INPUT FOR THIS TASK:
--
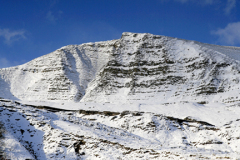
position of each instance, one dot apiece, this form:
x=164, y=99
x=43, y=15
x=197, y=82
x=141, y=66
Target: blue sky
x=32, y=28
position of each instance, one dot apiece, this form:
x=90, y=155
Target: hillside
x=137, y=67
x=142, y=96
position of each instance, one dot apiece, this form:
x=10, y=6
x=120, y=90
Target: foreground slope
x=51, y=133
x=138, y=68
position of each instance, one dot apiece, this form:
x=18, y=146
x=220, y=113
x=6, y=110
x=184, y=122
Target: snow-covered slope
x=61, y=75
x=138, y=68
x=142, y=96
x=51, y=133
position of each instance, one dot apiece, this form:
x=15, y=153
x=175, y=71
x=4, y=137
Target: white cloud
x=202, y=1
x=230, y=5
x=51, y=17
x=230, y=35
x=11, y=36
x=4, y=63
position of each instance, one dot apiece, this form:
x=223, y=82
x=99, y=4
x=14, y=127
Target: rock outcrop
x=135, y=68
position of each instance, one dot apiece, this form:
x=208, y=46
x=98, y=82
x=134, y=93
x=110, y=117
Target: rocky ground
x=51, y=133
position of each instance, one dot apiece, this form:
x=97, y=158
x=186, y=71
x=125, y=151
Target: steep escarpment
x=146, y=67
x=135, y=68
x=61, y=75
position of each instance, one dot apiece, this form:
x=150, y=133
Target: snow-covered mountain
x=137, y=67
x=142, y=96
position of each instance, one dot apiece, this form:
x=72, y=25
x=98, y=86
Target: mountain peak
x=139, y=67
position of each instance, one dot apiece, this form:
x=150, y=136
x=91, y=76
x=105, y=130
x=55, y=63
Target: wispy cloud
x=230, y=5
x=197, y=1
x=53, y=17
x=230, y=35
x=4, y=63
x=12, y=36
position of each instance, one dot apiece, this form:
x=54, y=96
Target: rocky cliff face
x=135, y=68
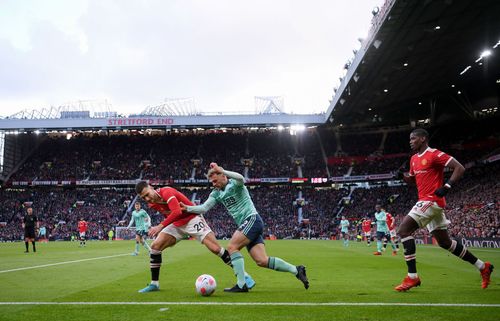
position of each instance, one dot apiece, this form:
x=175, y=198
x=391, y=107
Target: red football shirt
x=82, y=226
x=428, y=169
x=390, y=221
x=366, y=225
x=171, y=209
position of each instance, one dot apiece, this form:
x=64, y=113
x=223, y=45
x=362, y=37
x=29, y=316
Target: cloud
x=137, y=53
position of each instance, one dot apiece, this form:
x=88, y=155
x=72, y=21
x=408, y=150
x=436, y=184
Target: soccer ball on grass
x=205, y=285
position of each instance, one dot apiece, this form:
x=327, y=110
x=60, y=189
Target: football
x=205, y=285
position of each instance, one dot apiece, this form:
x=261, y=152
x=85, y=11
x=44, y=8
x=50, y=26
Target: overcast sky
x=134, y=54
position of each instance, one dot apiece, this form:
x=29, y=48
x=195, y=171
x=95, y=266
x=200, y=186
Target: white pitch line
x=61, y=263
x=264, y=304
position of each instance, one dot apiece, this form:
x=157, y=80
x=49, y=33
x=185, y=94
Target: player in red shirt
x=366, y=226
x=392, y=232
x=174, y=227
x=82, y=228
x=426, y=171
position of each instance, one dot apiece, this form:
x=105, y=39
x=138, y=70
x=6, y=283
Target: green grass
x=336, y=274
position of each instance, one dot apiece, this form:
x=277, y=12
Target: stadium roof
x=425, y=60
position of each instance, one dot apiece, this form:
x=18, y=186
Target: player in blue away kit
x=142, y=223
x=344, y=229
x=230, y=190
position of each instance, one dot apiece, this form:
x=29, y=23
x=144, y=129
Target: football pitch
x=99, y=282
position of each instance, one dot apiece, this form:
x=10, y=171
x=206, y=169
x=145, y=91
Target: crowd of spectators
x=473, y=205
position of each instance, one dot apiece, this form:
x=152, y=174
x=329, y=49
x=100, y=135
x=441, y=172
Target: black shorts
x=29, y=233
x=253, y=228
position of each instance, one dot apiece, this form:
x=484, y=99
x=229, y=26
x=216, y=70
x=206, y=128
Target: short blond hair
x=211, y=172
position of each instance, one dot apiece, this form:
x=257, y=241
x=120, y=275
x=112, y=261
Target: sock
x=146, y=245
x=224, y=255
x=410, y=254
x=238, y=268
x=479, y=264
x=459, y=250
x=155, y=264
x=277, y=264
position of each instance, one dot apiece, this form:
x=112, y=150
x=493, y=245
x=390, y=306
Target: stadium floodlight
x=485, y=53
x=465, y=70
x=298, y=128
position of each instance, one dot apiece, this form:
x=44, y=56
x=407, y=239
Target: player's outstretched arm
x=202, y=208
x=458, y=172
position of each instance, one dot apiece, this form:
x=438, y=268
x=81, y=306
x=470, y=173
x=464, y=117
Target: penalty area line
x=311, y=304
x=61, y=263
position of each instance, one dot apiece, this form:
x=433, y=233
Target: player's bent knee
x=262, y=262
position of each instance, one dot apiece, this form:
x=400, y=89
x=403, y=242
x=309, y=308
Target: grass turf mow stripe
x=61, y=263
x=263, y=304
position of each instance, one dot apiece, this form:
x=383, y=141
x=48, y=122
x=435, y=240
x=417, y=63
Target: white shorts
x=428, y=213
x=197, y=228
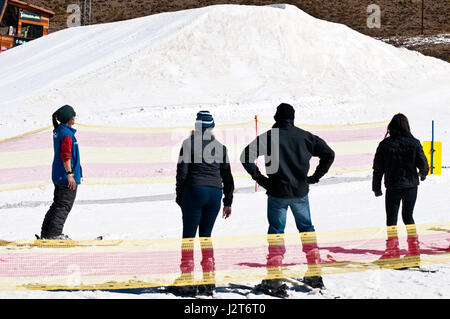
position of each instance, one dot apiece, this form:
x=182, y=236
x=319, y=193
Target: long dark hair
x=399, y=126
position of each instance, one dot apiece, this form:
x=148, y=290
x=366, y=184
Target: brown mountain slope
x=398, y=17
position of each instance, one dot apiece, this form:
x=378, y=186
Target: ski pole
x=432, y=147
x=256, y=130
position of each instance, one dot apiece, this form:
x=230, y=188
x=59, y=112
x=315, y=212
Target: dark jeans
x=277, y=211
x=57, y=214
x=407, y=197
x=200, y=207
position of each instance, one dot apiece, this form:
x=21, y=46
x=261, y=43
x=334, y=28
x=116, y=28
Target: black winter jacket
x=287, y=166
x=204, y=162
x=398, y=158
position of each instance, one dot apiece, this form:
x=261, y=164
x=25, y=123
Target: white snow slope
x=237, y=61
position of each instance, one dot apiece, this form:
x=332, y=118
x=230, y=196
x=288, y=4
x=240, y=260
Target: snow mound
x=216, y=54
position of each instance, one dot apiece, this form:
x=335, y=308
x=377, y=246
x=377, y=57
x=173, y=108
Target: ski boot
x=208, y=288
x=58, y=237
x=412, y=258
x=315, y=282
x=184, y=286
x=273, y=287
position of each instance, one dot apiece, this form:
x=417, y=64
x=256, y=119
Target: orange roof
x=29, y=6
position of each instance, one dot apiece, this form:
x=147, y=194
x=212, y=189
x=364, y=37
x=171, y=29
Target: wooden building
x=21, y=22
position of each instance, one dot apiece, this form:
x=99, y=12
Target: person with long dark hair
x=203, y=178
x=66, y=173
x=401, y=160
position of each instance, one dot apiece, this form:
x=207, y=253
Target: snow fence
x=132, y=264
x=148, y=155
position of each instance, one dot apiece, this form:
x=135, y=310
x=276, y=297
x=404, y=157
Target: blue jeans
x=277, y=211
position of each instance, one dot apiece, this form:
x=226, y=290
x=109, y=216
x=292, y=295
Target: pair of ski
x=381, y=265
x=282, y=291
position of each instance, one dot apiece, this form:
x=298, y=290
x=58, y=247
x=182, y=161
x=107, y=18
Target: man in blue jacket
x=66, y=173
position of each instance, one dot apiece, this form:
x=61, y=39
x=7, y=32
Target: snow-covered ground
x=237, y=61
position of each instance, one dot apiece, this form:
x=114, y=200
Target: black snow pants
x=394, y=197
x=56, y=216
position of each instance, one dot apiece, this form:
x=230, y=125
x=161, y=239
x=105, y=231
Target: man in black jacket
x=288, y=151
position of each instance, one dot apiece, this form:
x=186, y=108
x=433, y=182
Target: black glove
x=312, y=179
x=378, y=193
x=263, y=181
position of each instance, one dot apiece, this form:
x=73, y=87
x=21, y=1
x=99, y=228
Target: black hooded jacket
x=204, y=161
x=287, y=166
x=401, y=160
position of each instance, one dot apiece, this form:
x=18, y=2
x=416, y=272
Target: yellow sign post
x=433, y=152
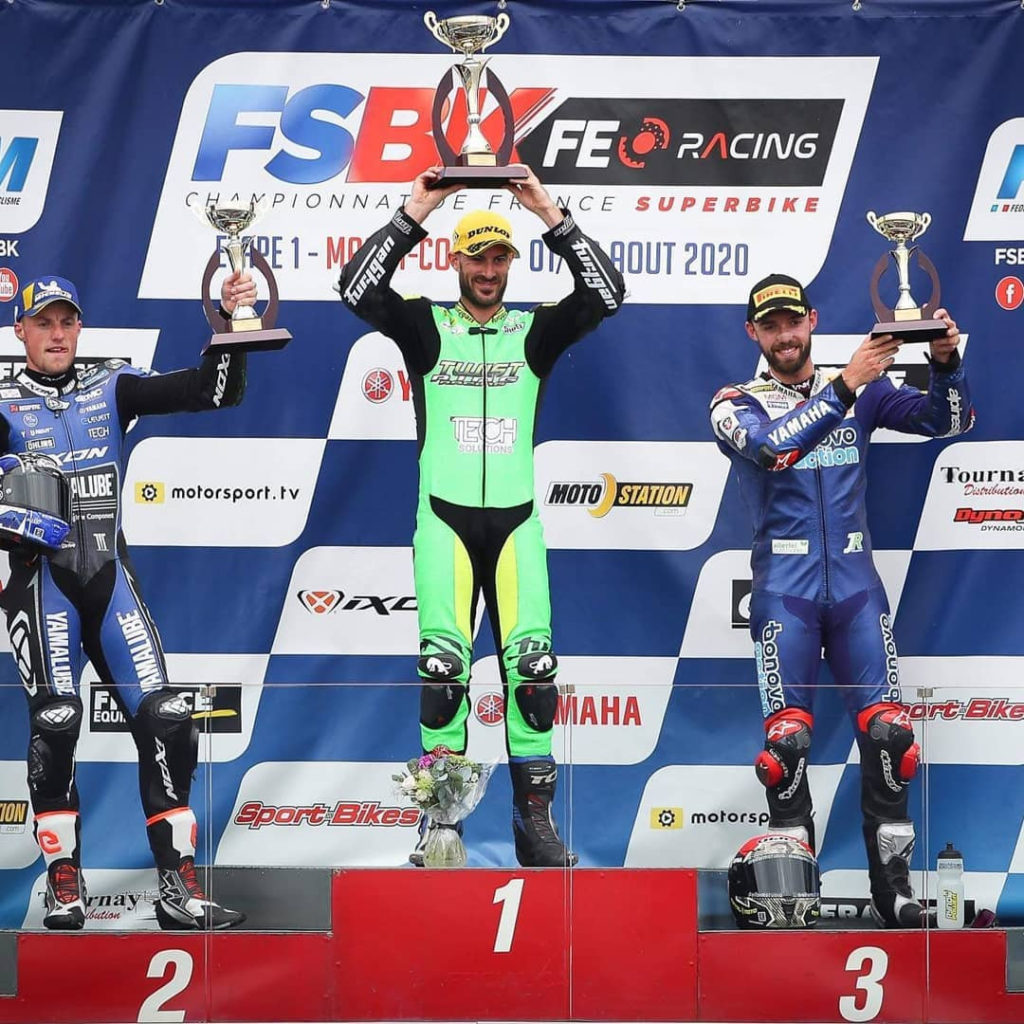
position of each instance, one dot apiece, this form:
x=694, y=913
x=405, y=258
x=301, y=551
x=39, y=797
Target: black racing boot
x=183, y=904
x=65, y=897
x=537, y=842
x=890, y=845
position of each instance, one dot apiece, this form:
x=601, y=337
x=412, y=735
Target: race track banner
x=705, y=144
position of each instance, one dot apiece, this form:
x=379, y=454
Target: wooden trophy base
x=909, y=331
x=248, y=341
x=481, y=177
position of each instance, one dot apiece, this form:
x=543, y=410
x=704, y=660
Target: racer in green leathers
x=477, y=372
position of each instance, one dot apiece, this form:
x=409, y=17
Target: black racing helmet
x=774, y=883
x=35, y=501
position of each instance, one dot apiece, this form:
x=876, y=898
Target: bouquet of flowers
x=445, y=786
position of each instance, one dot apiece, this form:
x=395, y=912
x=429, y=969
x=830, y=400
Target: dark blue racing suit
x=801, y=466
x=84, y=597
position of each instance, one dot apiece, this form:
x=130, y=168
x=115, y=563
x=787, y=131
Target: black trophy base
x=909, y=331
x=248, y=341
x=481, y=177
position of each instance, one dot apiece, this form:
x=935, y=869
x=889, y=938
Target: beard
x=790, y=364
x=470, y=294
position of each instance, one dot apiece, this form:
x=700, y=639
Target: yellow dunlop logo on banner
x=148, y=493
x=666, y=817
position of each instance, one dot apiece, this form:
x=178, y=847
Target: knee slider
x=537, y=704
x=783, y=761
x=889, y=737
x=440, y=666
x=55, y=728
x=165, y=714
x=439, y=705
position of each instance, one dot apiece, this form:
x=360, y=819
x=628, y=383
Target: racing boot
x=537, y=841
x=183, y=904
x=890, y=845
x=65, y=897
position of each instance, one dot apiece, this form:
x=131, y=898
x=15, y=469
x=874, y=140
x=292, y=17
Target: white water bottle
x=950, y=888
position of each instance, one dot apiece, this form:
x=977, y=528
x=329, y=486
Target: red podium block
x=118, y=976
x=530, y=944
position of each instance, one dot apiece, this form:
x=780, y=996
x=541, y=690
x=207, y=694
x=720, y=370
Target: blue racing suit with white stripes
x=801, y=466
x=84, y=598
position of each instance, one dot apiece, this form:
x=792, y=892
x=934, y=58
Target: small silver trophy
x=476, y=165
x=905, y=320
x=247, y=330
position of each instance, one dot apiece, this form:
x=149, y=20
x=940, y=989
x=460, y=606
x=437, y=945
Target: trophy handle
x=444, y=151
x=508, y=118
x=928, y=309
x=501, y=25
x=882, y=311
x=269, y=314
x=430, y=20
x=448, y=155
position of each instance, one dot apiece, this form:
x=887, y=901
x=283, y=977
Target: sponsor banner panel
x=375, y=400
x=116, y=900
x=997, y=208
x=320, y=813
x=833, y=352
x=644, y=496
x=223, y=691
x=350, y=601
x=975, y=498
x=609, y=711
x=975, y=715
x=699, y=815
x=221, y=492
x=687, y=195
x=719, y=623
x=17, y=848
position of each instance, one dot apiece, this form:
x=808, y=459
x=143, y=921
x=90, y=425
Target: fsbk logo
x=394, y=120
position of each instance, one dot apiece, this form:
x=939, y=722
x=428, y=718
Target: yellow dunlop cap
x=479, y=230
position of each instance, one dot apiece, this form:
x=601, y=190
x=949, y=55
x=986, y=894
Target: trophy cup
x=247, y=331
x=906, y=320
x=476, y=166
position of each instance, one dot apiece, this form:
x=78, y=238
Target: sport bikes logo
x=255, y=814
x=718, y=142
x=317, y=133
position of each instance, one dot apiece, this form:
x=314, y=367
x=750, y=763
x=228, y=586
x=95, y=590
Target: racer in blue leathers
x=798, y=440
x=84, y=598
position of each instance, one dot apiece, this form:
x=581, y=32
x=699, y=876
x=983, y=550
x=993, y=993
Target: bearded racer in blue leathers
x=798, y=439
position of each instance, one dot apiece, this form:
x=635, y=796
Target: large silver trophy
x=247, y=330
x=905, y=320
x=476, y=165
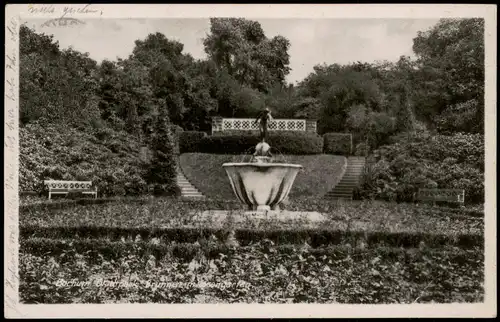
--
WHAT IS REQUIRED: Tally the lines of the rows that contain the string "pitch", with case counting, and give only the number.

EXERCISE SOLUTION: 2